** Requirements **
Return every line in the data below that contains the string "beard". Matching is case-sensitive.

(Excerpts from pointing data)
::::::

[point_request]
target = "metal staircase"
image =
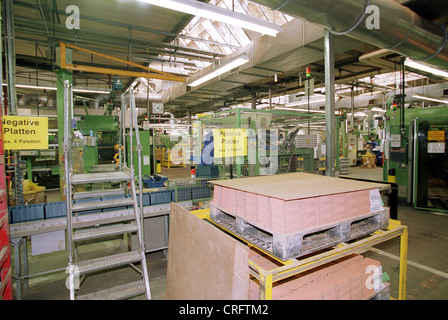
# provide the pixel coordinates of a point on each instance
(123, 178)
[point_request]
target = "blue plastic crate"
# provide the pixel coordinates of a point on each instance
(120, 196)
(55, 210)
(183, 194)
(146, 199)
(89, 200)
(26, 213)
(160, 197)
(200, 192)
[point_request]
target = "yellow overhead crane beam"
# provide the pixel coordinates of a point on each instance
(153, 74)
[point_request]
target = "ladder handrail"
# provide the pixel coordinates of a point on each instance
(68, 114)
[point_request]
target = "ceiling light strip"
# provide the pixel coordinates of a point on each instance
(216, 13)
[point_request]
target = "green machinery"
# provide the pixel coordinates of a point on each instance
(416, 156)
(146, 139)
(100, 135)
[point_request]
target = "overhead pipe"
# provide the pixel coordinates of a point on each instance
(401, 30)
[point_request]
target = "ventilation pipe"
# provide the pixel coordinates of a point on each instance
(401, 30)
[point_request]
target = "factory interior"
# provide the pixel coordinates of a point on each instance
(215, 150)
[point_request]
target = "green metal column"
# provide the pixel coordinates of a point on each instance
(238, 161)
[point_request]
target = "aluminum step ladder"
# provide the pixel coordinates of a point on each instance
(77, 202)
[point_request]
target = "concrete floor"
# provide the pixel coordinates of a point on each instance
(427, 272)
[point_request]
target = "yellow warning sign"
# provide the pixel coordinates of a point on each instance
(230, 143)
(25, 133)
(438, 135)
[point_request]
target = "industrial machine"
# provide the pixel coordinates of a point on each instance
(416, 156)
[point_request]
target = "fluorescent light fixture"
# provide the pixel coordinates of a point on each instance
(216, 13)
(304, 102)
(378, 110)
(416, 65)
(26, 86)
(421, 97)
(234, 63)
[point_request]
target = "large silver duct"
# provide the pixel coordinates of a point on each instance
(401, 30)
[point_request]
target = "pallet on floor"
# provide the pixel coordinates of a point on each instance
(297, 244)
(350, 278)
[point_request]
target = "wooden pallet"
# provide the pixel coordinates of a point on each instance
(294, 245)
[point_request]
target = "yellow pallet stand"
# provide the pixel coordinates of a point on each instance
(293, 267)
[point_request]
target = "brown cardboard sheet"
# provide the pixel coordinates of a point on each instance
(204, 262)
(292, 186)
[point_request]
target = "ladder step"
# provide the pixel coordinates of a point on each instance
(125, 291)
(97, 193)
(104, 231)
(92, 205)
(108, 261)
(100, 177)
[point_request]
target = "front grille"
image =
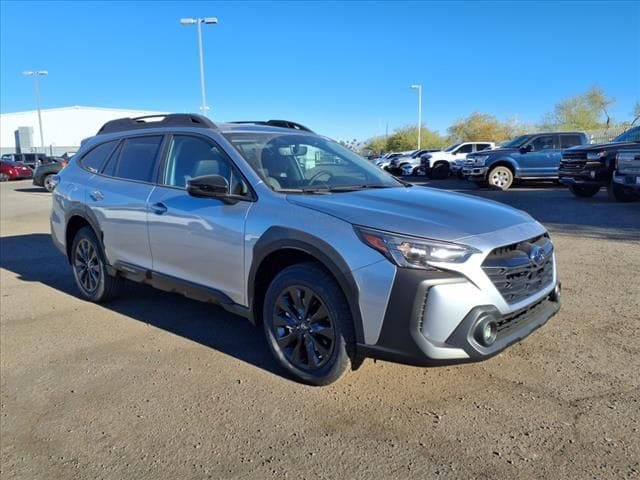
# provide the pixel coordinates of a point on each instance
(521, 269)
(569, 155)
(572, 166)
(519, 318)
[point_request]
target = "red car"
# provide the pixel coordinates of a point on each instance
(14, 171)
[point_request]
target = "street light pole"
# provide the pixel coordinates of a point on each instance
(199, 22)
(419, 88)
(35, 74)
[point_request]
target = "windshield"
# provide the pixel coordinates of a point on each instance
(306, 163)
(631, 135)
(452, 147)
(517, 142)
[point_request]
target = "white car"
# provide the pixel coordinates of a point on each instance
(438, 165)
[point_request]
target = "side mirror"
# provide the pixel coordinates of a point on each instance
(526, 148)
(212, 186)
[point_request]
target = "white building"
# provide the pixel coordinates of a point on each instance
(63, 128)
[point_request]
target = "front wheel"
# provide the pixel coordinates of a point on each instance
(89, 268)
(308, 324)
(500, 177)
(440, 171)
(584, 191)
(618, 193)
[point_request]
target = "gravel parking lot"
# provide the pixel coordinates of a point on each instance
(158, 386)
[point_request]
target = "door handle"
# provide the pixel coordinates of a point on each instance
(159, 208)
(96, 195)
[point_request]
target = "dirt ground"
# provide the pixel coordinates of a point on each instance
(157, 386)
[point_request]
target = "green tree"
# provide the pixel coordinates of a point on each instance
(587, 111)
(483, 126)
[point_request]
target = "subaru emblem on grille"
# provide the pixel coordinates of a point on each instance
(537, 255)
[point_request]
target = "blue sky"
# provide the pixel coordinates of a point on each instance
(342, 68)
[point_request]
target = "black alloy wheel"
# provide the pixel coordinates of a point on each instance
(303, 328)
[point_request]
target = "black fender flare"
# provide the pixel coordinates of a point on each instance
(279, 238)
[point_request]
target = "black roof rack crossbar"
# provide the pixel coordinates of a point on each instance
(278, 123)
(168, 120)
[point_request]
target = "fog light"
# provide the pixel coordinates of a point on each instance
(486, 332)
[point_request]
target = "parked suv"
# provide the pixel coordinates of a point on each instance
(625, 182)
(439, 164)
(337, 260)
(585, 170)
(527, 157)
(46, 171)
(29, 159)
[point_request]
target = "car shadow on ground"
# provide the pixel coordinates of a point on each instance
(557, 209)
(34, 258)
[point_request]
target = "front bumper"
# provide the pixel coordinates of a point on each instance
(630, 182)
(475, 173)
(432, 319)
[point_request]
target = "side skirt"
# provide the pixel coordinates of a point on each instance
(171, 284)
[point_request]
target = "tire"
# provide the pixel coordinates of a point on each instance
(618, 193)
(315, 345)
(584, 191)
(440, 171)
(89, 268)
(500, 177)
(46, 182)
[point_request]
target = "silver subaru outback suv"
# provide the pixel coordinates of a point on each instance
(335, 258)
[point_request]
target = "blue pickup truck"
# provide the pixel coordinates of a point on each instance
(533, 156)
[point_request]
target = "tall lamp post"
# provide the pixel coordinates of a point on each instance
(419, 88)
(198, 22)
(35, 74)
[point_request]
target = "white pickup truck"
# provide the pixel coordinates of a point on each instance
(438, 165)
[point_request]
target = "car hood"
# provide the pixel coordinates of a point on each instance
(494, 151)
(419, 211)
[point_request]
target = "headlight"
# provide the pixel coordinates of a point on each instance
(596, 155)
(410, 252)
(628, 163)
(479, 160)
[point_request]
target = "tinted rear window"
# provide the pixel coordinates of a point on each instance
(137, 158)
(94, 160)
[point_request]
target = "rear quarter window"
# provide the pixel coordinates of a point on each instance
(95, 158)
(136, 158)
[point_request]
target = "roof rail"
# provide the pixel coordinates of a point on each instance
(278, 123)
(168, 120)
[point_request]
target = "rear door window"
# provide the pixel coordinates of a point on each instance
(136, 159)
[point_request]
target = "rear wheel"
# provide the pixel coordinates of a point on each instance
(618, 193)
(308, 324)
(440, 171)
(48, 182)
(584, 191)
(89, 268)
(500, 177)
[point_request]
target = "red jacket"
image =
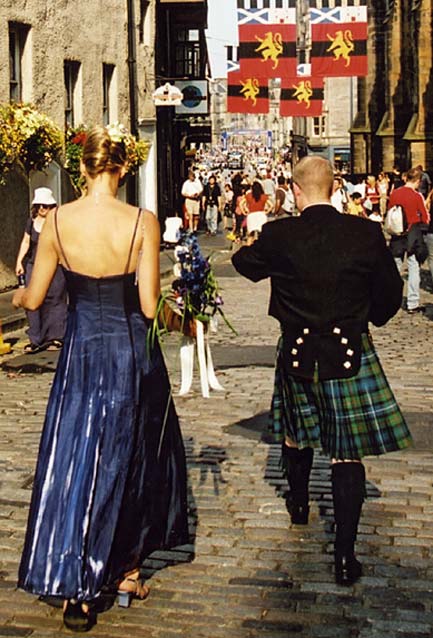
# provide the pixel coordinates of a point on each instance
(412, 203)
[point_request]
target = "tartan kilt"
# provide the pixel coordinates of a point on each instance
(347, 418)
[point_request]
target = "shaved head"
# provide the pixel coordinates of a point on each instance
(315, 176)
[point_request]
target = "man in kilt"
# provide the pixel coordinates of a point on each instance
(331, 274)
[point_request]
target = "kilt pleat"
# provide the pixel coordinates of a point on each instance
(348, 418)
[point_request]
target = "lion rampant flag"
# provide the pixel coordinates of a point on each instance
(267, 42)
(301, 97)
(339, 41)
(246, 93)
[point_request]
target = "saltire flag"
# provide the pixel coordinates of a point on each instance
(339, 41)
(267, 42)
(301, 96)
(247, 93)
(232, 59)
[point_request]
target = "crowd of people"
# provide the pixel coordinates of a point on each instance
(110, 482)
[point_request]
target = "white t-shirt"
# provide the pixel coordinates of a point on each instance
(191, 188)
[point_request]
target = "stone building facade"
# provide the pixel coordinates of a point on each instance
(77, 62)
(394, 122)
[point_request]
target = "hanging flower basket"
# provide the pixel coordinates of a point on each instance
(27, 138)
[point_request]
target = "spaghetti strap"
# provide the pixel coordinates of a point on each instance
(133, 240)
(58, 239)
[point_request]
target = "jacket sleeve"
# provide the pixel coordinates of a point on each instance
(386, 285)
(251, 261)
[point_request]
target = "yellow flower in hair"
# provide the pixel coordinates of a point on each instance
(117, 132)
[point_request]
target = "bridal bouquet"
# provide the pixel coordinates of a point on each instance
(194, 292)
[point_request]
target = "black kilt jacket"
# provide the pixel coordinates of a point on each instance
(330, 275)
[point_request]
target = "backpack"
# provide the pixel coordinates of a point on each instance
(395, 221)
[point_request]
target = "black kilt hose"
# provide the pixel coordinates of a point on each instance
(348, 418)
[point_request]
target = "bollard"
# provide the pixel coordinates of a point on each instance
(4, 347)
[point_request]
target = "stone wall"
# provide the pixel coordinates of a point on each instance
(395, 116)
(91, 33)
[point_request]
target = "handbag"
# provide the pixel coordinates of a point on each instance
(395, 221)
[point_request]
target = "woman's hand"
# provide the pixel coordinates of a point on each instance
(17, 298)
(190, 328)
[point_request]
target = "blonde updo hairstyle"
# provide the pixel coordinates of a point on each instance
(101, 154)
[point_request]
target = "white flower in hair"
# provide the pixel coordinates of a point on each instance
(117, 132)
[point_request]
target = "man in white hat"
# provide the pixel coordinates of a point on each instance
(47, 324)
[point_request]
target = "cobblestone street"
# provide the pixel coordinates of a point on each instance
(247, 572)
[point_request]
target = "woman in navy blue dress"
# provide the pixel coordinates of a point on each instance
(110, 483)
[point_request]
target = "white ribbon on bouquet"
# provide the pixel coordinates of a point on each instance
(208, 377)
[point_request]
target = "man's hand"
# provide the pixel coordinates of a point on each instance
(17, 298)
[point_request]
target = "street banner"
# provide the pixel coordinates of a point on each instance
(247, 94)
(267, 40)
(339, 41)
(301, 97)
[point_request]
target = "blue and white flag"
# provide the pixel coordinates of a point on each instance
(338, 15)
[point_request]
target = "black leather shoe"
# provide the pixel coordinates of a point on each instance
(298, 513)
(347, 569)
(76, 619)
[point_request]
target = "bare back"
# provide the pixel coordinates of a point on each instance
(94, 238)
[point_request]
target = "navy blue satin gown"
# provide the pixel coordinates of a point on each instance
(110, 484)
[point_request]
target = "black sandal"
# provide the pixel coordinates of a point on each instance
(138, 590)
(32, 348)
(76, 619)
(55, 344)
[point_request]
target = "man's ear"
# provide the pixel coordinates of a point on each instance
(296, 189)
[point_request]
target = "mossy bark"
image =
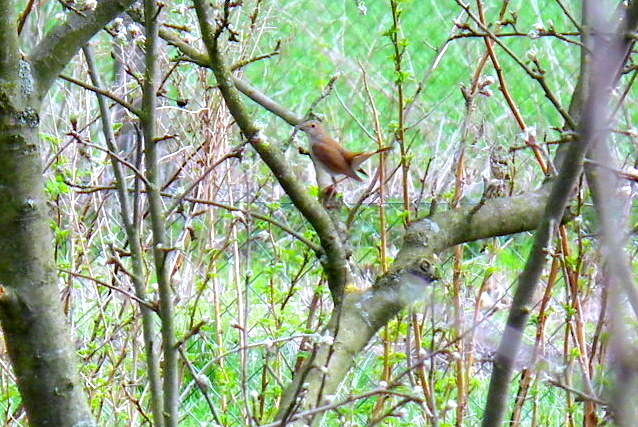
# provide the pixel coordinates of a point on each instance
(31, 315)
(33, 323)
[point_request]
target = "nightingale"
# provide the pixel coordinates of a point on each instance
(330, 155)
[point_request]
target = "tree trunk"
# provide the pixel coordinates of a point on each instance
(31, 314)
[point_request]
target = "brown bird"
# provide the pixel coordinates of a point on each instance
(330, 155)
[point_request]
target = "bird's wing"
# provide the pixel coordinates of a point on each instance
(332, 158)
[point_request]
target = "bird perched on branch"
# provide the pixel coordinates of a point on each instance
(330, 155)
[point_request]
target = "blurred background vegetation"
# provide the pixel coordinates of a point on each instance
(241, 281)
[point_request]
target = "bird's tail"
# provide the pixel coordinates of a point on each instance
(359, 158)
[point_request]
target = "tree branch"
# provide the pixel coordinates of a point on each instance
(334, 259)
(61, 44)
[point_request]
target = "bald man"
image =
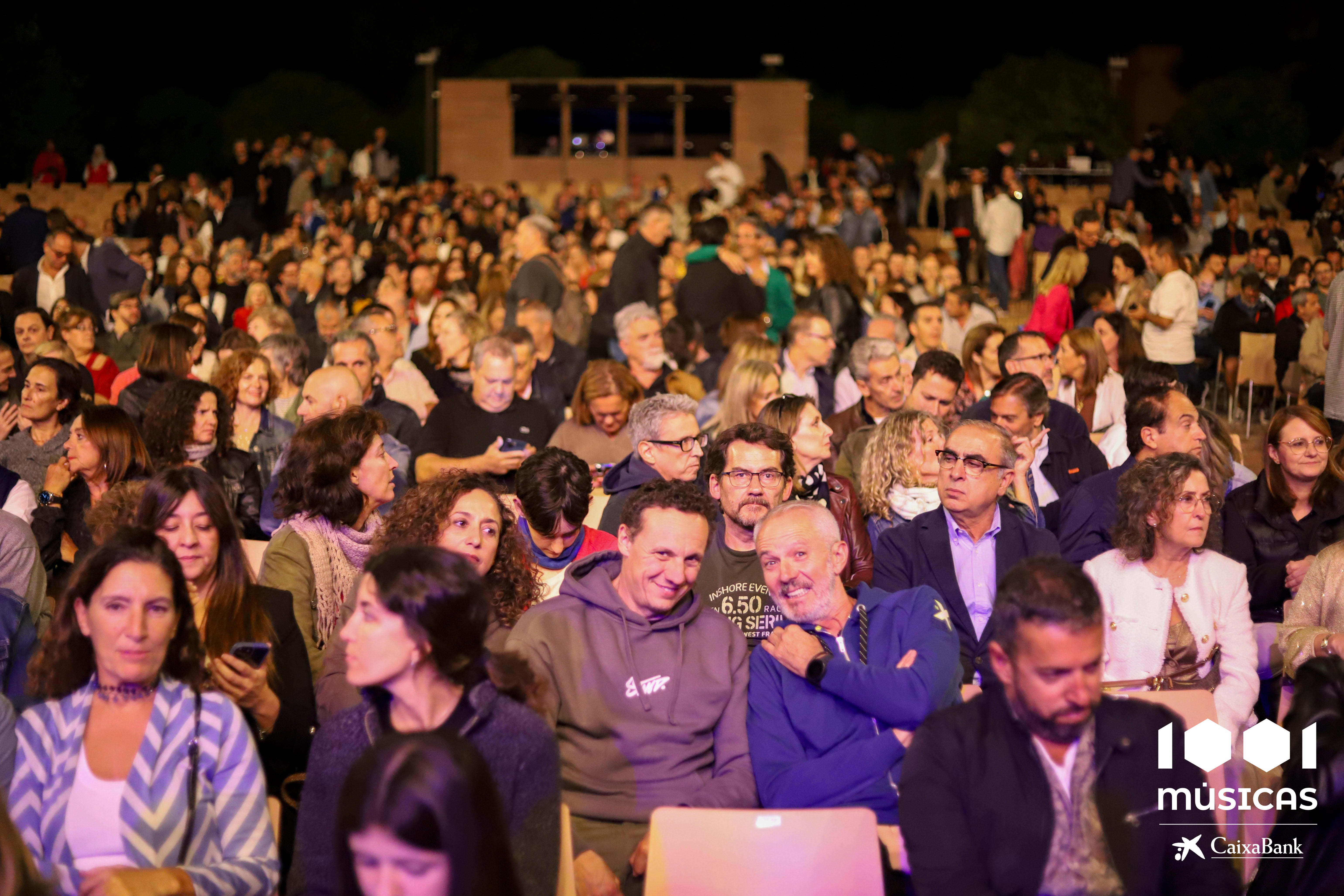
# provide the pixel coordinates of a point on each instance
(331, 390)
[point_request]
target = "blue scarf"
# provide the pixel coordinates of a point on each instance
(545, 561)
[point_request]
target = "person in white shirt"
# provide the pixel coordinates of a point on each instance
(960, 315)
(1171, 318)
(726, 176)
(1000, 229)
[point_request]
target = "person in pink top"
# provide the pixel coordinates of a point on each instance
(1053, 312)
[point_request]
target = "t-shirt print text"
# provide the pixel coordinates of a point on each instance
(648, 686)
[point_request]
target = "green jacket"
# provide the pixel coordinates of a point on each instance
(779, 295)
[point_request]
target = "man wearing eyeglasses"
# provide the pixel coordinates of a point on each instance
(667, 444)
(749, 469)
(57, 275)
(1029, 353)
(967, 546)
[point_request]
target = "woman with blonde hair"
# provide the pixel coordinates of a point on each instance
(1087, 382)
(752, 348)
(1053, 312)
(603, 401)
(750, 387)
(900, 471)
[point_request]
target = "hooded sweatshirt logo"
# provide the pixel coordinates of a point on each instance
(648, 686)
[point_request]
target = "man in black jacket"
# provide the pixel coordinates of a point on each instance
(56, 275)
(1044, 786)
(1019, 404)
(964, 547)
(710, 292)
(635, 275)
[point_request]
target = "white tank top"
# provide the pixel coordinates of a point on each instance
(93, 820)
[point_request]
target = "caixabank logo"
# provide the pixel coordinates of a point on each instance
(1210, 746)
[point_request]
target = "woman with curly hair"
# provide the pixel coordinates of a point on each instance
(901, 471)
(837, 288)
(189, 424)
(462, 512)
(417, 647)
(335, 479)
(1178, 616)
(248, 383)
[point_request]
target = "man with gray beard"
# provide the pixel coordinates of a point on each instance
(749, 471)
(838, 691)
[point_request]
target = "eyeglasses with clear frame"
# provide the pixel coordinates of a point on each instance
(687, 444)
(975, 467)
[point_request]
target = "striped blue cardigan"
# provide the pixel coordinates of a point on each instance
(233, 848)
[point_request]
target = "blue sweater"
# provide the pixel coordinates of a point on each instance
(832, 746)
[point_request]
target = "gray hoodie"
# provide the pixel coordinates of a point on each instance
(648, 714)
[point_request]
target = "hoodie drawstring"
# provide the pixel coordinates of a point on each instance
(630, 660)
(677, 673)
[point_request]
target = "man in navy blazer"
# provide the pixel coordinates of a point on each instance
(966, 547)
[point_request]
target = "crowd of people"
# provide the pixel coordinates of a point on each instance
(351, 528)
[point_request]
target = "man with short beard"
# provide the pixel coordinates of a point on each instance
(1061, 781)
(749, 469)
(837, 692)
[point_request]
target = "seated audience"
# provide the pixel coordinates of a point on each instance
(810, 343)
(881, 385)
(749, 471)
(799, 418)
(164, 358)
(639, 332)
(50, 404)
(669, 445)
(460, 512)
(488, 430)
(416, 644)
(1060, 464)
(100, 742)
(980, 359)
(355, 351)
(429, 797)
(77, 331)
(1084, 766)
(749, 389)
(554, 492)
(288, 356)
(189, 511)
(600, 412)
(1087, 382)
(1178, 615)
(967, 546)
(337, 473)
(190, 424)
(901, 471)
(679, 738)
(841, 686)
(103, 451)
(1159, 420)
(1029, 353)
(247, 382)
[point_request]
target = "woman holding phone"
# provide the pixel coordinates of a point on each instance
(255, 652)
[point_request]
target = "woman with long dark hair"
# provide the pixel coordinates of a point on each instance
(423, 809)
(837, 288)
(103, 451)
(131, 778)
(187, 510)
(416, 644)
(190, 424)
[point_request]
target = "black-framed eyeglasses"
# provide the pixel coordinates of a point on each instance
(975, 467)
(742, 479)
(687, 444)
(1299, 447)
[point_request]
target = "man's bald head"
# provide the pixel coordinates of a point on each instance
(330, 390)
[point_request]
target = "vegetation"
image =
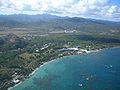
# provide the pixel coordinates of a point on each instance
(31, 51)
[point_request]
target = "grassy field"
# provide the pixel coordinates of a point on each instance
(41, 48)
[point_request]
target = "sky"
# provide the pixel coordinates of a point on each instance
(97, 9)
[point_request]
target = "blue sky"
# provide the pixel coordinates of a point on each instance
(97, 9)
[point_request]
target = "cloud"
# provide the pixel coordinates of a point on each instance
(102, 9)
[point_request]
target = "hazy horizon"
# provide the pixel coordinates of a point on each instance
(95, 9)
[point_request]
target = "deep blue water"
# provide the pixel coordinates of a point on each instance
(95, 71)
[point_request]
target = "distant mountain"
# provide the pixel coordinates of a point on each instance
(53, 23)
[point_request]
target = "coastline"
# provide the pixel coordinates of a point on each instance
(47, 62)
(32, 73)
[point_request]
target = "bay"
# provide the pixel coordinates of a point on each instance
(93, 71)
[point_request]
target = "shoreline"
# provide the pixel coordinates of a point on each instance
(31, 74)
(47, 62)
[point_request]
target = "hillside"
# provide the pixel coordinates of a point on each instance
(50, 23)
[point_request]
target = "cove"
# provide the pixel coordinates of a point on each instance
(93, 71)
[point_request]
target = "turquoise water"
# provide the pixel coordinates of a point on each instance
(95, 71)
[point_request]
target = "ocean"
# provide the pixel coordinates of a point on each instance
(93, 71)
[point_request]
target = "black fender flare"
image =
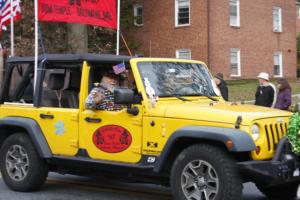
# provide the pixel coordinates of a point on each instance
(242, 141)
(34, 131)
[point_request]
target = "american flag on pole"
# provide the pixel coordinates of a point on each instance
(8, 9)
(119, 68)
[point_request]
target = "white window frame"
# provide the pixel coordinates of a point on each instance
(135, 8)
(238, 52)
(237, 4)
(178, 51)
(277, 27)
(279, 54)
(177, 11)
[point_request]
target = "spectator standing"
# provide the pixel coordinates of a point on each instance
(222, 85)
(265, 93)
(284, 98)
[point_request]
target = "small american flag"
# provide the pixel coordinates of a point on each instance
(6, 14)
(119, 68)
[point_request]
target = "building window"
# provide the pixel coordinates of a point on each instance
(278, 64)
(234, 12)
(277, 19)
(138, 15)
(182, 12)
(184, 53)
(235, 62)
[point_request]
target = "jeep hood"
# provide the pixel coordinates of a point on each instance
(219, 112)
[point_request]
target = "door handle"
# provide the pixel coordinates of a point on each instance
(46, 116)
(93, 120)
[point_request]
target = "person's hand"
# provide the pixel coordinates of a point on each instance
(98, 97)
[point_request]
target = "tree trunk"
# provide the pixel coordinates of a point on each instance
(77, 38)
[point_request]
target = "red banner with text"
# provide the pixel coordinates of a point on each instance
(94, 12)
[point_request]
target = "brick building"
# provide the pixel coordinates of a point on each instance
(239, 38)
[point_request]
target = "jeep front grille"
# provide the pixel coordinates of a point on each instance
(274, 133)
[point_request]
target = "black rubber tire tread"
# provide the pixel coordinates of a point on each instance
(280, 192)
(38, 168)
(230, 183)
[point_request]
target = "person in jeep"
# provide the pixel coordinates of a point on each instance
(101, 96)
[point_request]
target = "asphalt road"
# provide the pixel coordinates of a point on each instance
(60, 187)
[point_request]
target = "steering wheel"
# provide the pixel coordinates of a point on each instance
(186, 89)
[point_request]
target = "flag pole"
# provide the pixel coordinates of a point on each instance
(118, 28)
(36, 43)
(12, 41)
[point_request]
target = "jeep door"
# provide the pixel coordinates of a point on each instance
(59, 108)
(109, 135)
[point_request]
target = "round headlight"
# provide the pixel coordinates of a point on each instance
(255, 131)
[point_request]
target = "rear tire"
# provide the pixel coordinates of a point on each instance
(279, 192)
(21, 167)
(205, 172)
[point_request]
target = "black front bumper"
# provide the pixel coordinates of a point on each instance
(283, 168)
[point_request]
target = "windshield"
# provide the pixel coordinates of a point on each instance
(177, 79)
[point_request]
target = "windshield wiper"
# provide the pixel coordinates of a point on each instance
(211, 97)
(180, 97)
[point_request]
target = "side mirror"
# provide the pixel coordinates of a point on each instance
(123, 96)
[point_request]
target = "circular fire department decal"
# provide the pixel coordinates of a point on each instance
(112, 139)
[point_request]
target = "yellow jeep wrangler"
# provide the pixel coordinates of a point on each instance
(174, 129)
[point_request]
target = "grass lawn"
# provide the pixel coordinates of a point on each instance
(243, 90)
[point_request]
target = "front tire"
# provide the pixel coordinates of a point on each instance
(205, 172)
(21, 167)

::::::

** Output of the task **
target = "man with gray beard"
target = "man with short beard"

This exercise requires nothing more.